[Region pointing data]
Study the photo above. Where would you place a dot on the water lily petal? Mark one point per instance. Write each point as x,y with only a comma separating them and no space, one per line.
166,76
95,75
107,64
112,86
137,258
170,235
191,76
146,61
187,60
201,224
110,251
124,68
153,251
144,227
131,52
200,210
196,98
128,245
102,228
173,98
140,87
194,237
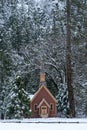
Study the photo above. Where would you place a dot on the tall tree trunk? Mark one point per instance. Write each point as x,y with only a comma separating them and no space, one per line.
68,63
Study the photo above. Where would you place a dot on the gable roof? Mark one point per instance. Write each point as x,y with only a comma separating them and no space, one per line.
47,92
43,100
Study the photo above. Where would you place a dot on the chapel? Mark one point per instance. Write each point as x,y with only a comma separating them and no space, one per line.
43,103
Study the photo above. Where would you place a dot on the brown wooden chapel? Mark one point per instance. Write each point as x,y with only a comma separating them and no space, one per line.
43,103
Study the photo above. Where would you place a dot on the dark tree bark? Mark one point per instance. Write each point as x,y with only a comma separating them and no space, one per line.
68,62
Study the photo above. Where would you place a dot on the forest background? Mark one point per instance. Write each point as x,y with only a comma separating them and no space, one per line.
32,32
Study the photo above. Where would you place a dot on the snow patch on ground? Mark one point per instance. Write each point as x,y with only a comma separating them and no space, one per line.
44,124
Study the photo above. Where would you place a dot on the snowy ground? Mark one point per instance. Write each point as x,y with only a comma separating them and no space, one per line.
44,124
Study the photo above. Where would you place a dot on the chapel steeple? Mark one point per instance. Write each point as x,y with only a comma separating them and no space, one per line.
42,75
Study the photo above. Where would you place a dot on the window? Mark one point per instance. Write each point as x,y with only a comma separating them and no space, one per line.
51,106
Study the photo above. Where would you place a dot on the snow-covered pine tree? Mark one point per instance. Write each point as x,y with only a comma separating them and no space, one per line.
19,105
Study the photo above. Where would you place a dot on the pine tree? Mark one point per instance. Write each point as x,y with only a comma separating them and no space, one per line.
19,104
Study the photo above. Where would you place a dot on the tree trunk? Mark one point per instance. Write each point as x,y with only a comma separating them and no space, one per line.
68,63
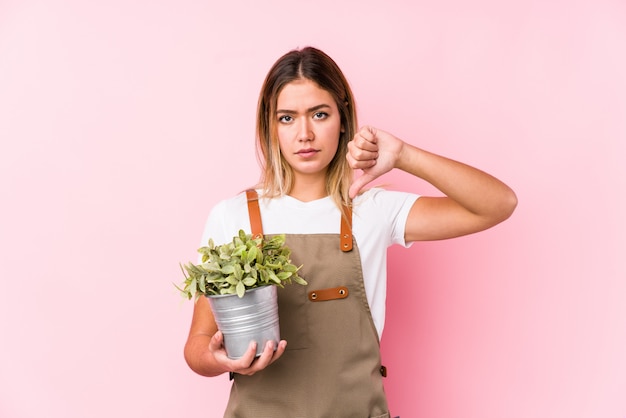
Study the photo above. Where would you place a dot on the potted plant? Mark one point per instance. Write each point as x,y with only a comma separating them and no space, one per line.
239,278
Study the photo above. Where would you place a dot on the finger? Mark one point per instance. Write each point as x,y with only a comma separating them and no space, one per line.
360,158
358,184
363,140
368,133
216,342
266,356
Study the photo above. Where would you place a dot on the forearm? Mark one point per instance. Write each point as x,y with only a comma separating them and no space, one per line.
199,358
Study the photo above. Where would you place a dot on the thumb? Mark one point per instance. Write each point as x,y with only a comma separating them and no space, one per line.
359,183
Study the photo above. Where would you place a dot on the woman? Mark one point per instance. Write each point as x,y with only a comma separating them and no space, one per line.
309,146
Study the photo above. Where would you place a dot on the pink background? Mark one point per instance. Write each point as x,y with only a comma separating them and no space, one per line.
122,123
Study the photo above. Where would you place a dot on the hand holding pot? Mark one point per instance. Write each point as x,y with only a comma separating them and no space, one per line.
247,364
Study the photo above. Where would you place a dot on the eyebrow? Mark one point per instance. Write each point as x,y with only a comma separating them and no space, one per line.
309,110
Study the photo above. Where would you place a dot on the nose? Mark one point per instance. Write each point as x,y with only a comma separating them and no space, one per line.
305,131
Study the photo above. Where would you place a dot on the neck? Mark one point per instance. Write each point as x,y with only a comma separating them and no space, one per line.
307,189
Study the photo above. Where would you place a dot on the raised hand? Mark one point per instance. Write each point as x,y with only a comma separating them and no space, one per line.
374,152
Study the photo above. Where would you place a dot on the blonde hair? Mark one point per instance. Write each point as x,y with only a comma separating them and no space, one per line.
311,64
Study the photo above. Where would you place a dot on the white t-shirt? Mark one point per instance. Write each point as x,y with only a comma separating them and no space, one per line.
378,221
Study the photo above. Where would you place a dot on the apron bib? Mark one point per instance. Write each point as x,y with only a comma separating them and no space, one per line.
331,367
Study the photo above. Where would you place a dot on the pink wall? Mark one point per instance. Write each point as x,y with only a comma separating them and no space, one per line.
120,123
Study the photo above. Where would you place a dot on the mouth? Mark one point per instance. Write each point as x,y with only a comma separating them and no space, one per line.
308,152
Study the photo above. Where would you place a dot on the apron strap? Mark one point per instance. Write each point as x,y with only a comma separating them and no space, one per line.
254,212
346,229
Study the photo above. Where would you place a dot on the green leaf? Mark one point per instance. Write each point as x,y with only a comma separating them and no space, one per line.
249,281
228,269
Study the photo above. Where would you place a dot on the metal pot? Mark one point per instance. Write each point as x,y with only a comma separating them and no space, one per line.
254,317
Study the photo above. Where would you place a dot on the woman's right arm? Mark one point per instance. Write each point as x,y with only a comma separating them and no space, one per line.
205,353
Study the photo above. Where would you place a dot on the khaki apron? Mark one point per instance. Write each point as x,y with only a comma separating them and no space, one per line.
331,368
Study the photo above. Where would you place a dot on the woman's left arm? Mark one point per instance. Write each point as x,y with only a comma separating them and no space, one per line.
473,201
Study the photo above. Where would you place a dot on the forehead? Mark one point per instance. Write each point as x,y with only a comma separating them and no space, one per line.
303,93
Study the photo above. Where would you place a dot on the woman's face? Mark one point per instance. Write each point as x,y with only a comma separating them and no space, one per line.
308,124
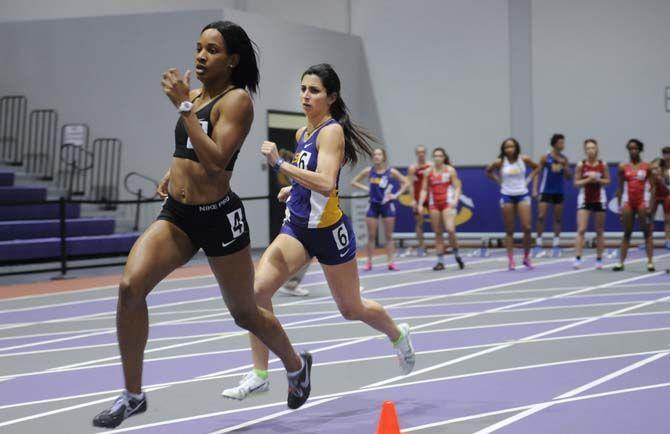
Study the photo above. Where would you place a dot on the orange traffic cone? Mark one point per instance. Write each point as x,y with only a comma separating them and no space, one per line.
388,420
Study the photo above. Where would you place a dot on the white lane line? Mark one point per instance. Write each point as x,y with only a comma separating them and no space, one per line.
208,275
271,416
525,407
318,399
330,301
273,360
539,407
553,275
339,342
346,361
202,335
218,297
339,324
534,336
200,317
429,298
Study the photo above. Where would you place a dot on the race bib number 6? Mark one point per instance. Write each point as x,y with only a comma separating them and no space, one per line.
341,236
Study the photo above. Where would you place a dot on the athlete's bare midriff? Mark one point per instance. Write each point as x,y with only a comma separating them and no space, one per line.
190,184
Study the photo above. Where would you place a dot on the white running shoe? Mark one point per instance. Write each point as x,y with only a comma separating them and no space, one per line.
296,292
405,350
250,384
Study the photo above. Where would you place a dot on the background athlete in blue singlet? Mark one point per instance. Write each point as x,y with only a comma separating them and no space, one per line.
382,203
555,171
315,226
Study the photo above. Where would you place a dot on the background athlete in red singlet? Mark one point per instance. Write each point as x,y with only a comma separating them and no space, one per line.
634,192
443,188
591,177
660,176
416,173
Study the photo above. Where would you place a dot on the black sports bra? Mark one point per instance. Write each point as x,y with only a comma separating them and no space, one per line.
183,146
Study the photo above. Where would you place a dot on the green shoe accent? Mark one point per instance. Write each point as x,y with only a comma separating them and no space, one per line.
263,375
397,341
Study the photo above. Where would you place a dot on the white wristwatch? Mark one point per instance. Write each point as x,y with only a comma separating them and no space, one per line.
185,107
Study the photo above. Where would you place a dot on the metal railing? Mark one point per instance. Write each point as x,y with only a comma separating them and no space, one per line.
65,258
13,110
41,152
105,176
138,193
76,159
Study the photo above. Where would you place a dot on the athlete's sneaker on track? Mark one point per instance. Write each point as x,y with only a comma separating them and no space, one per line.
250,384
300,386
405,350
124,407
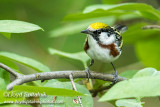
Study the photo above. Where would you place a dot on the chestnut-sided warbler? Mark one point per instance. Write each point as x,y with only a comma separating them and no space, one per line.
103,43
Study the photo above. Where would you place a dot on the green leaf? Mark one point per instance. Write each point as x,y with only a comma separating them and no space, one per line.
81,56
25,61
76,27
134,88
135,33
9,63
2,84
14,26
148,51
147,72
16,105
7,35
101,10
129,103
143,9
87,100
128,74
111,1
47,90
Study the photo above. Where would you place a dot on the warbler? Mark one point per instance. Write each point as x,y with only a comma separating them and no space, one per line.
104,43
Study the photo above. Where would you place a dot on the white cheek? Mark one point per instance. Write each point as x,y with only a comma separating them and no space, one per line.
105,39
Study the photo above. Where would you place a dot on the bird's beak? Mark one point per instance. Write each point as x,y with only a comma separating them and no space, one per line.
86,31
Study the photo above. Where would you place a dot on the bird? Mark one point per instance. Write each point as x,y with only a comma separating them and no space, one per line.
103,43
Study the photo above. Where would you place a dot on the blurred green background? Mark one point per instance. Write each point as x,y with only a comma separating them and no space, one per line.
51,16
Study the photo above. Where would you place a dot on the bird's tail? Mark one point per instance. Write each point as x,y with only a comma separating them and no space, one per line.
120,28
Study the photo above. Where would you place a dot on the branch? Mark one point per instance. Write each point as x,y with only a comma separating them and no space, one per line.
55,75
95,92
151,27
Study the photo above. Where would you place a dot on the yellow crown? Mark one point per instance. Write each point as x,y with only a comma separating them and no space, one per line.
98,25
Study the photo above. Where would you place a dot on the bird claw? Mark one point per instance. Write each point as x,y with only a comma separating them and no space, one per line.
115,77
88,73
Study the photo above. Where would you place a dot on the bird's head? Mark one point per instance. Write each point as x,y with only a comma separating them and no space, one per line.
104,33
97,30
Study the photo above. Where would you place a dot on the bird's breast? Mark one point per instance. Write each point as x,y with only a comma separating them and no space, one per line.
98,51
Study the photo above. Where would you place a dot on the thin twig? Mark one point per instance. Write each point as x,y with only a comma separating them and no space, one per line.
60,74
151,27
20,79
11,71
95,92
74,88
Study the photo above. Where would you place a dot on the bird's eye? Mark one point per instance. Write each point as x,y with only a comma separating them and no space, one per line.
98,32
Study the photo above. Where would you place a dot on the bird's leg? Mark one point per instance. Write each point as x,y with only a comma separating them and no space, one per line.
88,70
115,74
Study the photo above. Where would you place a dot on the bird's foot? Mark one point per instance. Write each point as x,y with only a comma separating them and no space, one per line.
88,73
115,77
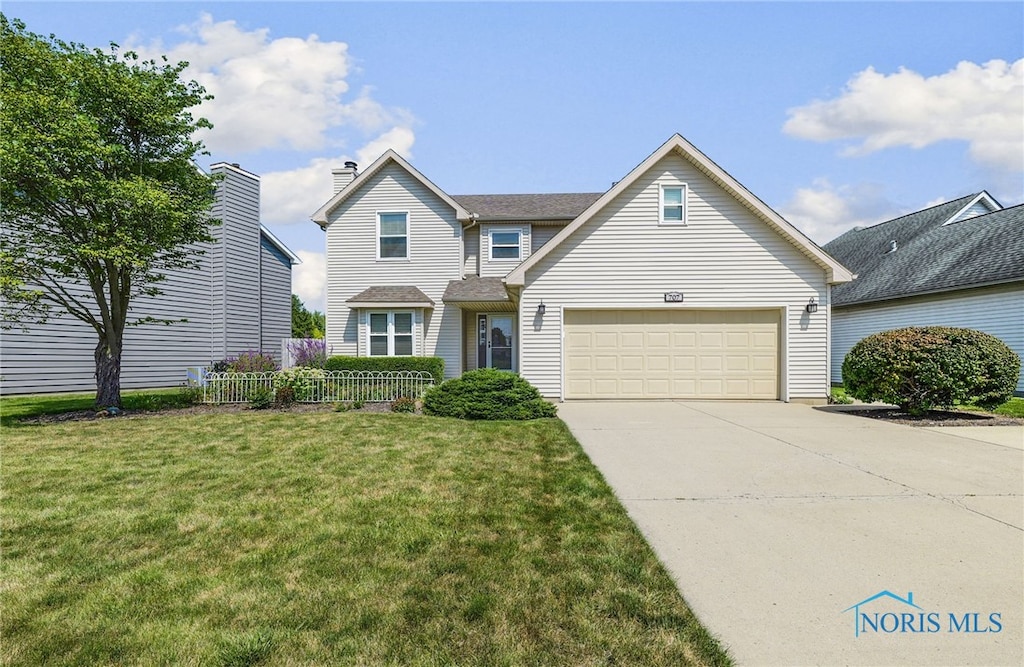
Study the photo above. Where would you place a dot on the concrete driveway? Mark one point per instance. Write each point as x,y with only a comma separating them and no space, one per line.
775,518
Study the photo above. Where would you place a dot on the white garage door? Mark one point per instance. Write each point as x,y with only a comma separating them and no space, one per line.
672,353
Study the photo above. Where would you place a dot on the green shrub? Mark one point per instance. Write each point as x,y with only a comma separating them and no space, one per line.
284,395
923,368
432,365
306,383
403,404
251,362
260,399
486,393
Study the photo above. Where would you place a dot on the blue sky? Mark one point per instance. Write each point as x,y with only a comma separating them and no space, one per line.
834,114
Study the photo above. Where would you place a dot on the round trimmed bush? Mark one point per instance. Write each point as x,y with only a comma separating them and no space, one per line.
486,393
923,368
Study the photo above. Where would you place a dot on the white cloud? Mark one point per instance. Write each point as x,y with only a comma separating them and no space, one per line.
982,105
291,197
285,92
824,211
309,280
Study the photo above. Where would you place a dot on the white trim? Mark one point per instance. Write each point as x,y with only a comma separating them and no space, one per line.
783,350
409,237
390,332
491,244
990,204
835,272
827,311
660,204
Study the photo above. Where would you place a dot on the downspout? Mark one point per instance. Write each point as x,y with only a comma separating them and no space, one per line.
473,221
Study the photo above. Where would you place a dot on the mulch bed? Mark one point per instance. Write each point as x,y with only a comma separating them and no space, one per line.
936,417
92,415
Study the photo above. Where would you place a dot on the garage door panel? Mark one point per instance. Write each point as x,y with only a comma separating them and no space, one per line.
672,353
735,363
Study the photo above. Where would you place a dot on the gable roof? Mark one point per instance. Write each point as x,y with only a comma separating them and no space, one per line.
276,243
932,254
836,273
562,206
389,157
390,296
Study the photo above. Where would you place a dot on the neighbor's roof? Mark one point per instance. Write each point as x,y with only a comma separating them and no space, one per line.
932,254
394,296
563,206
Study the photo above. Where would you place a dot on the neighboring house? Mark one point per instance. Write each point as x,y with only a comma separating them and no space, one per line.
239,298
675,283
955,264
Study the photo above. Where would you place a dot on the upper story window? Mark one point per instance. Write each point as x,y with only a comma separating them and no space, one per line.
392,236
673,204
390,333
506,245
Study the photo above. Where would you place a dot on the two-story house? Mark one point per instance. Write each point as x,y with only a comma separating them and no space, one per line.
676,283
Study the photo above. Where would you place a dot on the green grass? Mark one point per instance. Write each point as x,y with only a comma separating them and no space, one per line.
19,407
325,538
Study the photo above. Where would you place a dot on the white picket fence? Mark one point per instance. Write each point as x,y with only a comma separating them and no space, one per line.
326,386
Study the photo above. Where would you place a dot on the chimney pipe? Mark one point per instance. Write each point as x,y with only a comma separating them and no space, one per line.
344,175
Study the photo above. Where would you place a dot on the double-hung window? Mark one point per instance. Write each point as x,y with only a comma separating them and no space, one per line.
392,236
391,333
672,205
505,245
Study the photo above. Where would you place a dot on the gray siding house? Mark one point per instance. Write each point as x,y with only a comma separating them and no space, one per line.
955,264
676,283
238,298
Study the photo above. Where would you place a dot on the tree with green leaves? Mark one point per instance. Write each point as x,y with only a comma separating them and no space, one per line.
100,195
305,324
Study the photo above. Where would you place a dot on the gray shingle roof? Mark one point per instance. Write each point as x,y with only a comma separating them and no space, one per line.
527,207
391,294
475,289
930,257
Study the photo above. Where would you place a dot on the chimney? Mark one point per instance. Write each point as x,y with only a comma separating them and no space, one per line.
344,175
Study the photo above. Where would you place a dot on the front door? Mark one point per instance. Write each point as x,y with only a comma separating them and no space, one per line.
498,330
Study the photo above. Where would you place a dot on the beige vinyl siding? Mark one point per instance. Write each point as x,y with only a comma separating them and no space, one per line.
500,267
997,310
723,257
434,255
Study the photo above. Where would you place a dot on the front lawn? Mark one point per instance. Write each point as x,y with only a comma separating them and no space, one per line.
325,538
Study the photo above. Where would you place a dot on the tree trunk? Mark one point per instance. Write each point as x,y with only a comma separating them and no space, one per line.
108,376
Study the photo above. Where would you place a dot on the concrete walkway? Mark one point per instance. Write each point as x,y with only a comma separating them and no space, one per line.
774,518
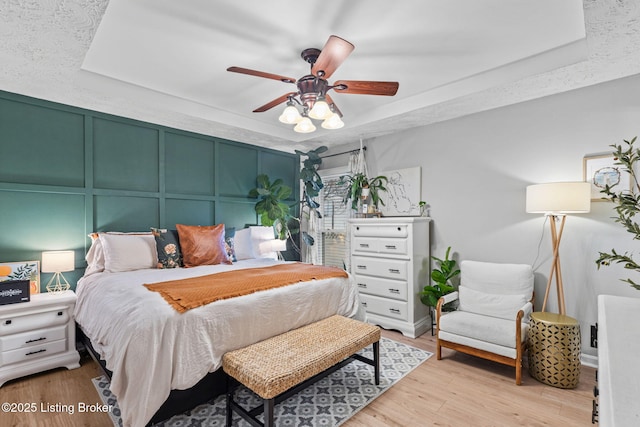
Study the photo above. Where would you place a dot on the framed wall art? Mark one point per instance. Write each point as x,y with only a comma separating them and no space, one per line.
402,197
600,170
22,270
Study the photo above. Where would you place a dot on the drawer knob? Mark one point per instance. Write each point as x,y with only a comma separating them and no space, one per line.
42,350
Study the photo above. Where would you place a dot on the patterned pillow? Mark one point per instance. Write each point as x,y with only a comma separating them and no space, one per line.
229,241
168,247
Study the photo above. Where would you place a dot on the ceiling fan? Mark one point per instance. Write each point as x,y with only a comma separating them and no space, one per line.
312,91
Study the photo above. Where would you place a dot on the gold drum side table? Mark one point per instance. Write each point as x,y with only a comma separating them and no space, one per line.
554,349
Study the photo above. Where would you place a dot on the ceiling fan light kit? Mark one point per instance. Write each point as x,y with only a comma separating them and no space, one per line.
312,91
305,126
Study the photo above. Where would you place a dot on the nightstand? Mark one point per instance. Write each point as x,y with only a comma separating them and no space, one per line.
38,335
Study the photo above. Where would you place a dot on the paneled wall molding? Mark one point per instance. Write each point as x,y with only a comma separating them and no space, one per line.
67,172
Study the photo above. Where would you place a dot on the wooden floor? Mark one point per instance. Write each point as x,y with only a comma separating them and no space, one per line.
458,390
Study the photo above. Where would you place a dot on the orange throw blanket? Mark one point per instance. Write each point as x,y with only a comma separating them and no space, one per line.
185,294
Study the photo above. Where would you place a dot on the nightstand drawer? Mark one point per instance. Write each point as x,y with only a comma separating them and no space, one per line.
37,320
392,269
384,307
27,339
32,352
395,289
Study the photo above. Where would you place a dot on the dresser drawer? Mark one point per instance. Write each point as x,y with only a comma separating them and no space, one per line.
384,307
32,352
22,322
26,339
379,230
387,268
395,289
365,244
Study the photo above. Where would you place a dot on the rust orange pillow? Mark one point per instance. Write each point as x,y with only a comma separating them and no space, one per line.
202,245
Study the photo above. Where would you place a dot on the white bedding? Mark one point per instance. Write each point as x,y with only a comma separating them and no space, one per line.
151,348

◆ PROBLEM DESCRIPTION
After locating the line with "the white bedding?", output that line and every later one exactly, through the end of the entries above.

◆ ANSWER SECTION
Study the photo above. Where would you place a dot on the white bedding? Mark one point per instance. Write each point as x,y with only a comma separating them and no space, one per line.
151,348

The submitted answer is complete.